<<<<
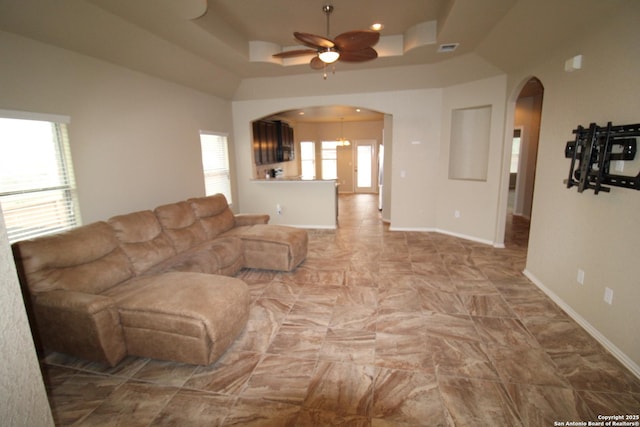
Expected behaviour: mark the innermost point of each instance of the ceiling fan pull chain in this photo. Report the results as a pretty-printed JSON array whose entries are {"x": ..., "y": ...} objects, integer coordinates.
[{"x": 327, "y": 9}]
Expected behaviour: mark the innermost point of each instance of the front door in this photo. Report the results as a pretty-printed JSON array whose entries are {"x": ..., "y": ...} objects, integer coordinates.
[{"x": 366, "y": 170}]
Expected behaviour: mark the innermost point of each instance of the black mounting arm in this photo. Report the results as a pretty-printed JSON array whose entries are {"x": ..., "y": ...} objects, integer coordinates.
[{"x": 592, "y": 152}]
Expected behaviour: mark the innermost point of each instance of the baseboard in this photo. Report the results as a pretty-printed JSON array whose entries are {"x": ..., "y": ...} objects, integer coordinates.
[
  {"x": 420, "y": 229},
  {"x": 591, "y": 330},
  {"x": 464, "y": 236},
  {"x": 311, "y": 227}
]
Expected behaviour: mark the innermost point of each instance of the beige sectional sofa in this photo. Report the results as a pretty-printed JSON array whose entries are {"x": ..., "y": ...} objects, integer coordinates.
[{"x": 152, "y": 283}]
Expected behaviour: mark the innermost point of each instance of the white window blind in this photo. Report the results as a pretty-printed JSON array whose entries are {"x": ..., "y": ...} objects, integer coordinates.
[
  {"x": 215, "y": 164},
  {"x": 329, "y": 159},
  {"x": 37, "y": 186},
  {"x": 308, "y": 159}
]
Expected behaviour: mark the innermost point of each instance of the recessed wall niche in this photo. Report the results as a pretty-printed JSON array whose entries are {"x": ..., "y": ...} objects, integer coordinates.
[{"x": 469, "y": 146}]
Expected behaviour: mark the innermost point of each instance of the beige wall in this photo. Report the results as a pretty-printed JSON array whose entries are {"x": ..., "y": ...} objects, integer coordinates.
[
  {"x": 475, "y": 202},
  {"x": 23, "y": 400},
  {"x": 126, "y": 127},
  {"x": 596, "y": 233}
]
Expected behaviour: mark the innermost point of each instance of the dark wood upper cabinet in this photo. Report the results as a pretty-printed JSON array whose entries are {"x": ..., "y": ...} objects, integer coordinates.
[{"x": 272, "y": 142}]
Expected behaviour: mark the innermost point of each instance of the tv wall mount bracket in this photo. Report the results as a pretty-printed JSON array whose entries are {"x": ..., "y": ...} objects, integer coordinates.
[{"x": 592, "y": 152}]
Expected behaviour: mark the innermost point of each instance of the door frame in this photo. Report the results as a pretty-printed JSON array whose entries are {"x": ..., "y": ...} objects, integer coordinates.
[{"x": 373, "y": 189}]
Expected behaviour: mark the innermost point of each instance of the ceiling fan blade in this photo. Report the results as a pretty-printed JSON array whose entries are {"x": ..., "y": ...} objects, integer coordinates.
[
  {"x": 317, "y": 64},
  {"x": 314, "y": 41},
  {"x": 361, "y": 55},
  {"x": 297, "y": 52},
  {"x": 357, "y": 40}
]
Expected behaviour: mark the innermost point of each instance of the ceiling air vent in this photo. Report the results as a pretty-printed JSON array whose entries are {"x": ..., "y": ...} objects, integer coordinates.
[{"x": 449, "y": 47}]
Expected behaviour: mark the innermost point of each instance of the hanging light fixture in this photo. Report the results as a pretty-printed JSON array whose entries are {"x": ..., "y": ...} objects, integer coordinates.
[{"x": 342, "y": 142}]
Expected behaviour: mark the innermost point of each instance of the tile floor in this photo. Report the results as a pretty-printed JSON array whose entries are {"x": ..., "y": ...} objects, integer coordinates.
[{"x": 377, "y": 328}]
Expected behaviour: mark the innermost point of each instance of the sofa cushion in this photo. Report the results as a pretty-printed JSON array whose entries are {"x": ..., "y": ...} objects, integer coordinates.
[
  {"x": 214, "y": 214},
  {"x": 181, "y": 225},
  {"x": 141, "y": 237},
  {"x": 85, "y": 259}
]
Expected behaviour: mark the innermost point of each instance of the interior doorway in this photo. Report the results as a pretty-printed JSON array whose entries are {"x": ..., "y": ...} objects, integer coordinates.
[
  {"x": 524, "y": 150},
  {"x": 366, "y": 166}
]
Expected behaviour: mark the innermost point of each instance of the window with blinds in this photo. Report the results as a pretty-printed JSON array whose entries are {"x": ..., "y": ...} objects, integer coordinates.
[
  {"x": 37, "y": 186},
  {"x": 329, "y": 154},
  {"x": 308, "y": 159},
  {"x": 215, "y": 164}
]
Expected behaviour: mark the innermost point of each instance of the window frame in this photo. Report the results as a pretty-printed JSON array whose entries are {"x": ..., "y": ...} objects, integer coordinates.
[
  {"x": 16, "y": 200},
  {"x": 226, "y": 170}
]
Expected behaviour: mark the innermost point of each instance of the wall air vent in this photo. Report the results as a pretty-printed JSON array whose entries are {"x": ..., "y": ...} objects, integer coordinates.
[{"x": 449, "y": 47}]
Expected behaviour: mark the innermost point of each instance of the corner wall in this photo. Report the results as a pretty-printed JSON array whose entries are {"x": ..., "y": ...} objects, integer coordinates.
[
  {"x": 134, "y": 138},
  {"x": 595, "y": 233},
  {"x": 24, "y": 400}
]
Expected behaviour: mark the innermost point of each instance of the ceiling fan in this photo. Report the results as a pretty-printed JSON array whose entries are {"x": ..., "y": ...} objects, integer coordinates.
[{"x": 352, "y": 46}]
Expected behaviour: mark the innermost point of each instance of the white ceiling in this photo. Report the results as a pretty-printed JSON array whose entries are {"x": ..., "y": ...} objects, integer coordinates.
[{"x": 205, "y": 44}]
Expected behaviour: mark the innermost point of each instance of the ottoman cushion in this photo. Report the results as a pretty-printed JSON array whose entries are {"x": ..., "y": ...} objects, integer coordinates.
[
  {"x": 187, "y": 317},
  {"x": 273, "y": 247}
]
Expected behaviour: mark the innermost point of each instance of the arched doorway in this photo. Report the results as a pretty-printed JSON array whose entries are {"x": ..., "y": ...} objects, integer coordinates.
[{"x": 524, "y": 153}]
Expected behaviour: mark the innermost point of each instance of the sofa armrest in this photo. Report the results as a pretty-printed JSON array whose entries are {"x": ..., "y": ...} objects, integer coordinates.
[
  {"x": 80, "y": 324},
  {"x": 73, "y": 301},
  {"x": 251, "y": 219}
]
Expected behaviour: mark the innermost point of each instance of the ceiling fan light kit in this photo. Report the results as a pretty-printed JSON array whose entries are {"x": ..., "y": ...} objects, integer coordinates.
[
  {"x": 352, "y": 46},
  {"x": 329, "y": 55}
]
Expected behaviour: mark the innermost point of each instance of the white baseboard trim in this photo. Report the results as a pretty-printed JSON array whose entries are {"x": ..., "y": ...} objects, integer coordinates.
[
  {"x": 449, "y": 233},
  {"x": 464, "y": 236},
  {"x": 591, "y": 330},
  {"x": 419, "y": 229}
]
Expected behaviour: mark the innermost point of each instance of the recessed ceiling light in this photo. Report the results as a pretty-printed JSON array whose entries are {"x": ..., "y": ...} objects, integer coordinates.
[{"x": 449, "y": 47}]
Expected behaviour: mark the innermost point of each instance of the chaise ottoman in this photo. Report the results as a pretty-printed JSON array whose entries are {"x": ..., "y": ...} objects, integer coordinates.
[
  {"x": 186, "y": 317},
  {"x": 273, "y": 247}
]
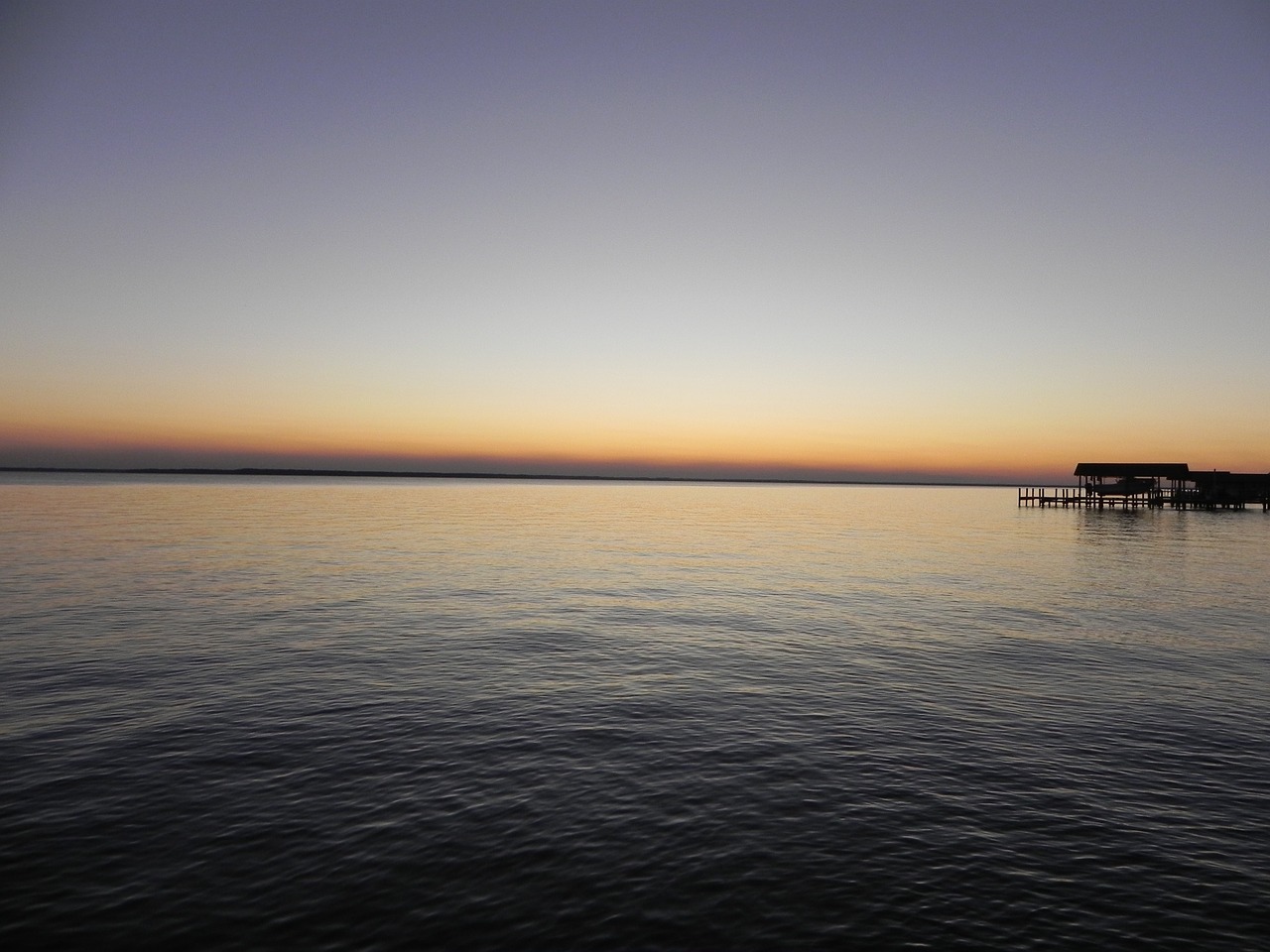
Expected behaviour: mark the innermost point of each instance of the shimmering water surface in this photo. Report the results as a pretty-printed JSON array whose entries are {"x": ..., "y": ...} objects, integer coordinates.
>>>>
- _Problem statement_:
Write out every entry again word for word, without any of the pictures.

- _Expected answer_:
Expected behaviour: mark the innermost point of each instance of the ceiling fan pull chain in this photo. Report the results as a pretty-printed JSON array whose entries are {"x": ..., "y": ...} objects, integer coordinates.
[{"x": 327, "y": 9}]
Expected behaviour: mark the innermost point of each instance of the front door in this photo. Report the results as a pretty-printed JSON array whose entries are {"x": ..., "y": ...} objects, integer coordinates.
[{"x": 366, "y": 170}]
Expected behaviour: mark the innermost point of each instance of the black mounting arm in this photo. Report the results as a pretty-printed JSON array whose entries are {"x": ..., "y": ...} objects, integer coordinates.
[{"x": 592, "y": 152}]
Expected behaviour: mark the innermost point of each instance of the baseboard in this photo. Report the results as a pretty-printed JSON array whose entries are {"x": ..., "y": ...} objects, integer coordinates.
[
  {"x": 420, "y": 229},
  {"x": 591, "y": 330},
  {"x": 464, "y": 236},
  {"x": 311, "y": 227}
]
Expected behaviour: mark the innermost point of each instance of the beige sectional sofa in this photo. Report the results as a pretty-printed JSON array whose entries are {"x": ..., "y": ...} objects, integer coordinates.
[{"x": 152, "y": 283}]
Expected behaviour: mark the innermost point of each instance of the white window blind in this photo. Report the results as a pretty-printed JSON array whose entries are {"x": ..., "y": ...} objects, integer coordinates.
[
  {"x": 215, "y": 164},
  {"x": 329, "y": 159},
  {"x": 37, "y": 186},
  {"x": 308, "y": 159}
]
Expected behaviour: mark the innermost point of each instance of the recessed wall niche in this photo. Report the results as a pretty-printed JSON array whose entries are {"x": ..., "y": ...} objects, integer coordinates.
[{"x": 469, "y": 146}]
Expected behaviour: mark the innermost point of each instance of the beige wall in this photo. Report the results as a pretty-printed JSON array whose entries are {"x": ..., "y": ...} objects, integer coordinates.
[
  {"x": 475, "y": 202},
  {"x": 23, "y": 400},
  {"x": 126, "y": 127},
  {"x": 596, "y": 233}
]
Expected behaviour: mark the innermost point of each instance of the dark wood upper cabinet in this photo. Report the results as a pretty-printed JSON array whose entries are {"x": ..., "y": ...} objects, integer coordinates.
[{"x": 272, "y": 142}]
Expected behaviour: mark the innermost point of each instance of the tv wall mount bracket in this photo. Report the results as a pretty-printed JSON array whose entries are {"x": ..., "y": ...} objects, integer coordinates.
[{"x": 592, "y": 152}]
Expected behaviour: mark the innermost point of each instance of the door frame in this photo. Report the results as a pretty-printed JSON array whose entries are {"x": ..., "y": ...} objects, integer coordinates.
[{"x": 373, "y": 189}]
Expected behaviour: mark the innermost point of each instance of the ceiling fan blade in this photo. Report the results as a pretty-printed JSON array whose entries are {"x": ..., "y": ...} objects, integer coordinates.
[
  {"x": 317, "y": 64},
  {"x": 314, "y": 41},
  {"x": 361, "y": 55},
  {"x": 297, "y": 52},
  {"x": 357, "y": 40}
]
Expected behaviour: mark the innermost point of each instance of the ceiling air vent in this photo. Report the results as a pretty-printed JSON array whose entries are {"x": ..., "y": ...} objects, integer coordinates.
[{"x": 449, "y": 47}]
Expected behaviour: mark the innermost point of each instance of the hanging light fixture in this photo. Report the results as a pretty-printed JSON array whose entries are {"x": ..., "y": ...} objects, integer coordinates.
[{"x": 342, "y": 142}]
Expected behaviour: mark the innermost point of each instance of the tile floor in this photo. Report the results as a pretty-printed JSON array whose entries are {"x": ..., "y": ...} objects, integer coordinates.
[{"x": 377, "y": 328}]
Expected behaviour: mark the innermost point of each instance of the sofa cushion in this photo. Report the results as a pretty-printed JSON array whose entries are {"x": ..., "y": ...} objects, integer coordinates.
[
  {"x": 214, "y": 214},
  {"x": 181, "y": 225},
  {"x": 141, "y": 237},
  {"x": 85, "y": 259}
]
Expected behaviour: mark the innermost point of each instance of the interior doorway in this photo. Report the results as a pretty-printed JSON array whose entries are {"x": ..., "y": ...} objects, integer coordinates.
[
  {"x": 524, "y": 150},
  {"x": 366, "y": 166}
]
Expected behaviour: mark the innermost point of each instance of the window with blinds in this photo. Report the results as a pretty-printed JSON array whose entries are {"x": ..., "y": ...} objects, integer coordinates.
[
  {"x": 37, "y": 186},
  {"x": 329, "y": 154},
  {"x": 308, "y": 159},
  {"x": 215, "y": 164}
]
Expected behaviour: mark the innermost point of each instance of the window frame in this photo. Report the results as a pretty-printed JSON array whose entries are {"x": ..., "y": ...} objects, integer coordinates.
[
  {"x": 16, "y": 200},
  {"x": 226, "y": 170}
]
Expected behaviour: mark the innermost point of each instance of the wall air vent in this photo. Report the results as a pretty-printed JSON array whose entries are {"x": ..., "y": ...} objects, integer coordinates.
[{"x": 449, "y": 47}]
Expected behaviour: mark the innermost point of each instance of the corner wall in this photo. Report the results as a pretty-printed JSON array whose entries are {"x": ..., "y": ...} objects, integer coordinates.
[
  {"x": 134, "y": 138},
  {"x": 595, "y": 233},
  {"x": 24, "y": 400}
]
Expected behaviour: mark the innermost point of each instance of the ceiling fan in this photo. Report the results as a pretty-printed JSON array whose entries are {"x": ..., "y": ...} objects, integer coordinates.
[{"x": 352, "y": 46}]
Expected behaviour: mark the innermost point of each instance of the white ceiling in this photo. Report the results as a pretty-printed JSON array whose entries are {"x": ..., "y": ...} objects, integer coordinates.
[{"x": 205, "y": 44}]
Expected behaviour: mark the innermost point of each instance of the ottoman cushion in this photo. Report the results as a pretty-printed JSON array whose entries are {"x": ..., "y": ...} objects, integer coordinates.
[
  {"x": 187, "y": 317},
  {"x": 273, "y": 247}
]
Expected behaviour: mark the innermost point of each instance of the arched doorway in this photo. Report the results as a pretty-printed JSON array whose entries are {"x": ..., "y": ...} objects, integer coordinates.
[{"x": 524, "y": 153}]
Expected behaviour: mark the innermost point of each instance of the sofa armrest in this photo. Report the results as a pretty-printed JSON array whose entries are {"x": ..., "y": ...} objects, integer coordinates.
[
  {"x": 80, "y": 324},
  {"x": 73, "y": 301},
  {"x": 251, "y": 219}
]
Expected behaviour: mark the innermost point of each instance of the ceiling fan light kit in this photo. Report the results as a pretty-printed JSON array whose entries are {"x": ..., "y": ...} objects, integer coordinates.
[
  {"x": 352, "y": 46},
  {"x": 329, "y": 55}
]
Expected behaviour: mark the innermost point of each instance of the white baseboard trim in this photo. Report the results as a pretty-printed JSON array whose entries are {"x": ..., "y": ...} objects, integer coordinates.
[
  {"x": 449, "y": 233},
  {"x": 464, "y": 236},
  {"x": 591, "y": 330},
  {"x": 419, "y": 229}
]
Expected behaviour: mark the innermost point of each instance of the recessed ceiling light in this photo. Report the results as a pretty-printed JSON array whose entries are {"x": ..., "y": ...} objects, integer coordinates.
[{"x": 449, "y": 47}]
Expected behaviour: mark the innermost point of each instance of the chaise ottoman in this photo. Report the results as a pretty-printed JSON array whose entries are {"x": ..., "y": ...} objects, integer coordinates.
[
  {"x": 186, "y": 317},
  {"x": 273, "y": 247}
]
Expected behaviour: mark the innermost point of each instance of the shimmering water surface in this photo. Report the results as a pretty-printed JSON array whose entries are {"x": ..., "y": ...} objects, integer coordinates.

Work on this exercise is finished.